Extract each line of the records below that contains the string "stone" and copy those lines in full. Case counts, so a line matches only if the capitalization is the same.

Records for this exercise:

*****

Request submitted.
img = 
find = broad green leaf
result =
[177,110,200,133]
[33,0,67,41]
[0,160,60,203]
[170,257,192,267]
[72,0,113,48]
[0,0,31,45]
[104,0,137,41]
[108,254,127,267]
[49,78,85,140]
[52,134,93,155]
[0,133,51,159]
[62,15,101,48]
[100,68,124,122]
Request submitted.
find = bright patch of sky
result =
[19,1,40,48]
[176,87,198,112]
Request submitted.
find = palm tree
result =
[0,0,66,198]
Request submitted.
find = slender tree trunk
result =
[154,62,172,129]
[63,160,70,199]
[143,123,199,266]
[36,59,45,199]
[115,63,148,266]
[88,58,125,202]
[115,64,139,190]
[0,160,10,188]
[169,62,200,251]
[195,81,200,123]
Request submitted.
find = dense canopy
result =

*****

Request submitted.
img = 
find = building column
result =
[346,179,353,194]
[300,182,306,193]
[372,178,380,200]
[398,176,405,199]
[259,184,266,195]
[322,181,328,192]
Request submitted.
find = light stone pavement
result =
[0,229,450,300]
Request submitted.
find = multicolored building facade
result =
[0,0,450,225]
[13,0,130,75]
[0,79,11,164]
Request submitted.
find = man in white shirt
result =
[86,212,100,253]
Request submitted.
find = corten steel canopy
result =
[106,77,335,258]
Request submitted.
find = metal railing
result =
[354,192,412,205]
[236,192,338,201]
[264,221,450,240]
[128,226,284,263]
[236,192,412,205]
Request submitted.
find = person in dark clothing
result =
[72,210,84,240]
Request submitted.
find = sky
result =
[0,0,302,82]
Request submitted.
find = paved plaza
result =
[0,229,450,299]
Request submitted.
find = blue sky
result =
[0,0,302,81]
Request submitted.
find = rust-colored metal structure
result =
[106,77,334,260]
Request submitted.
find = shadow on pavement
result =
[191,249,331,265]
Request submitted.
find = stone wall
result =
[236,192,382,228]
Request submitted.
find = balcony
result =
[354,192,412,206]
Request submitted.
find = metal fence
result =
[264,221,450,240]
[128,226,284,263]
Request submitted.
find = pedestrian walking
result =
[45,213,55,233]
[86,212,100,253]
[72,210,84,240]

*****

Written response:
find = light stone pavement
find = stone wall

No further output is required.